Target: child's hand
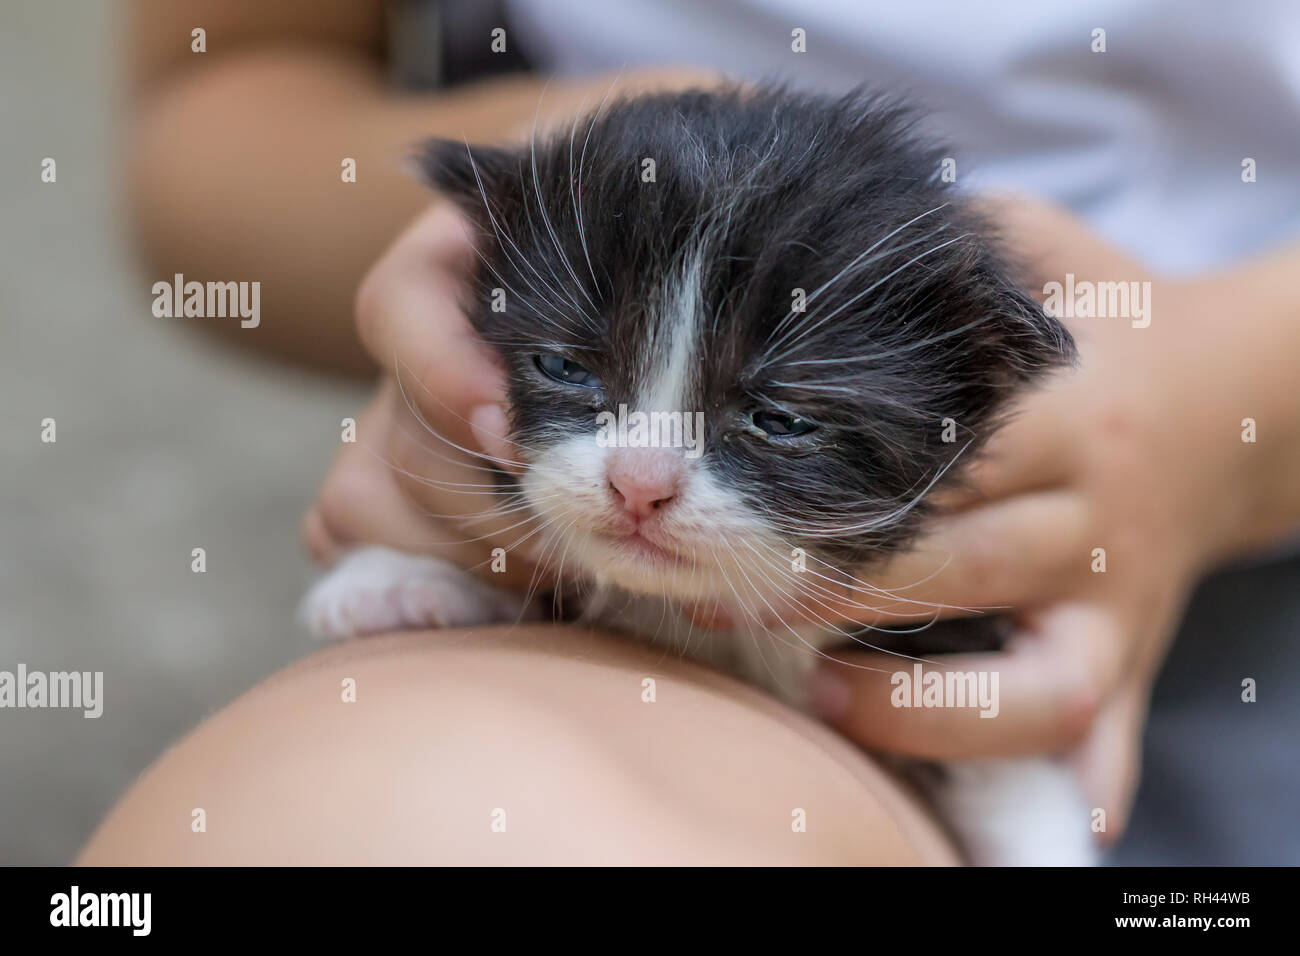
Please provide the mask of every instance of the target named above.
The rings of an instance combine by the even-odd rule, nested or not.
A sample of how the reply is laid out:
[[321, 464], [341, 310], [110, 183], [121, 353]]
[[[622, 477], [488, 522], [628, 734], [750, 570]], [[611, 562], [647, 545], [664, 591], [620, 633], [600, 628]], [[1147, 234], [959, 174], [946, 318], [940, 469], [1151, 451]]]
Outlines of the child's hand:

** What needs to be done **
Output the lines from the one with "The rings of" through the end of the records above, exactly, including both ends, and nothing besides.

** The completed task **
The rings of an instance combine by the even-odd rule, nested or not.
A sample of how the reply is laid out:
[[321, 464], [341, 310], [110, 183], [121, 353]]
[[[622, 477], [488, 522], [628, 734], [750, 570]], [[611, 562], [647, 545], [664, 591], [620, 633], [600, 628]], [[1147, 234], [959, 174], [946, 318], [940, 469], [1151, 451]]]
Outlines of the child's hand:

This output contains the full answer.